» Record extracts:
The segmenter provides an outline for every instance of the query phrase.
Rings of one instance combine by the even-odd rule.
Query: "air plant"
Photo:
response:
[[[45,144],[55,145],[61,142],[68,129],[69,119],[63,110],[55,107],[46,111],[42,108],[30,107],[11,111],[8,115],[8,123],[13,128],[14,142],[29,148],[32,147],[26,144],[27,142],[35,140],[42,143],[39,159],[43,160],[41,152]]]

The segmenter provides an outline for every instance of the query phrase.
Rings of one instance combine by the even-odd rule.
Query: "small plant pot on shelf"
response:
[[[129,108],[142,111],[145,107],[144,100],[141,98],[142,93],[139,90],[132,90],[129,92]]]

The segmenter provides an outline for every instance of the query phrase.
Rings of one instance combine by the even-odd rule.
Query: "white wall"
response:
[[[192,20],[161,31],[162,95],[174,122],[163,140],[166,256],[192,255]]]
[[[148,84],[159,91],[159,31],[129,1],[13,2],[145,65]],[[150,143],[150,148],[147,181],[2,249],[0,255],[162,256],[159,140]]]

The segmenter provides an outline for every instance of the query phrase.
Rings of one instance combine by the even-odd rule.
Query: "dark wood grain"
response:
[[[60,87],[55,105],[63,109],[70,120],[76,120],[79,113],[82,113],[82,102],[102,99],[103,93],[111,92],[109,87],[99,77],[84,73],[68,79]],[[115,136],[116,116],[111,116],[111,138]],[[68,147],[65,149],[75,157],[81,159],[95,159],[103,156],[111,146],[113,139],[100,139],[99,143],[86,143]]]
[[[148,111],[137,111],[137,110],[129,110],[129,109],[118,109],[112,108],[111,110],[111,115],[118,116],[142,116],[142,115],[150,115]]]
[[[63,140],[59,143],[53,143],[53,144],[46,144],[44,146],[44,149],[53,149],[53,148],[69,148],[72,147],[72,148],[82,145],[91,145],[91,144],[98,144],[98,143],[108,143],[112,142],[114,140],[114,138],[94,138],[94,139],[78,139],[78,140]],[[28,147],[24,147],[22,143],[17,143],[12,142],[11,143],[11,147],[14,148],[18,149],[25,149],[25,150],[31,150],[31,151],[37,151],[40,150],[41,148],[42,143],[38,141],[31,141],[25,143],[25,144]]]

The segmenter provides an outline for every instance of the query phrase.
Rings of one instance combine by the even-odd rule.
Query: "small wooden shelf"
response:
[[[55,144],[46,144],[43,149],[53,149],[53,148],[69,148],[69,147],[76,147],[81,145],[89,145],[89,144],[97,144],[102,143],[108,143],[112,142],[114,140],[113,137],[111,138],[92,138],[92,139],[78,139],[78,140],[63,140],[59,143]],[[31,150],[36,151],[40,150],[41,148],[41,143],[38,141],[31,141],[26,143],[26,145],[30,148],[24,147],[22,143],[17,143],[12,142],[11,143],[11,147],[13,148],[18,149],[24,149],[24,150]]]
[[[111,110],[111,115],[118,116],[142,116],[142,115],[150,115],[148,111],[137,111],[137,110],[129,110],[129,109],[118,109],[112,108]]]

» Work instructions:
Retype the entries one by one, exactly.

» Result of this exercise:
The segmenter provides an outline for every instance of the query phrase.
Rings of one instance combine by the even-odd rule.
Query: "air plant"
Photo:
response:
[[[45,144],[55,145],[61,142],[68,129],[69,119],[63,110],[55,107],[46,111],[42,108],[30,107],[11,111],[8,115],[8,123],[13,128],[14,142],[29,148],[32,147],[26,144],[27,142],[35,140],[42,143],[39,159],[43,160],[41,152]]]

The segmenter provides an outline for every instance of the query phrase.
Rings of one instance combine by the even-odd rule.
Query: "small plant pot on shelf"
response:
[[[129,108],[142,111],[145,107],[144,100],[141,98],[142,93],[139,90],[132,90],[129,92]]]

The segmenter provides an outline for every instance of the query phrase.
Rings of one instance combine by the even-odd rule.
Query: "white wall"
response:
[[[192,20],[161,31],[162,95],[174,122],[163,140],[166,256],[192,255]]]
[[[148,84],[159,91],[159,31],[129,1],[13,2],[145,65]],[[150,143],[150,148],[147,181],[2,249],[0,255],[162,256],[159,140]]]

The segmenter provides an outline for every instance of the query phrase.
Rings of one instance combine by the even-odd rule.
Query: "dark wood grain"
response:
[[[60,87],[55,105],[63,109],[70,120],[76,120],[79,113],[82,113],[82,102],[102,99],[103,93],[111,92],[109,87],[99,77],[84,73],[68,79]],[[115,136],[116,116],[111,116],[111,138]],[[68,147],[65,149],[75,157],[81,159],[95,159],[103,156],[111,146],[113,139],[100,139],[99,143],[86,143]]]
[[[148,111],[137,111],[137,110],[129,110],[129,109],[118,109],[112,108],[111,110],[111,115],[118,116],[142,116],[142,115],[150,115]]]
[[[63,140],[59,143],[53,143],[53,144],[46,144],[44,146],[44,149],[53,149],[53,148],[69,148],[72,147],[72,148],[82,145],[91,145],[91,144],[98,144],[98,143],[108,143],[112,142],[114,140],[114,138],[94,138],[94,139],[78,139],[78,140]],[[28,147],[24,147],[22,143],[17,143],[12,142],[11,143],[11,147],[14,148],[18,149],[25,149],[25,150],[31,150],[31,151],[37,151],[40,150],[41,148],[42,143],[38,141],[31,141],[25,143],[25,144]]]

The segmenter provides an outline for every instance of the query phrase.
Rings of one instance combine by the even-odd rule.
Query: "small wooden shelf"
response:
[[[55,144],[46,144],[43,149],[53,149],[53,148],[69,148],[69,147],[76,147],[81,145],[89,145],[89,144],[97,144],[102,143],[108,143],[112,142],[114,140],[113,137],[111,138],[92,138],[92,139],[78,139],[78,140],[63,140],[59,143]],[[31,150],[36,151],[40,150],[41,148],[41,143],[38,141],[31,141],[26,143],[26,145],[30,148],[24,147],[22,143],[17,143],[12,142],[11,143],[11,147],[13,148],[18,149],[24,149],[24,150]]]
[[[111,110],[111,115],[118,116],[142,116],[142,115],[150,115],[148,111],[137,111],[137,110],[129,110],[129,109],[118,109],[112,108]]]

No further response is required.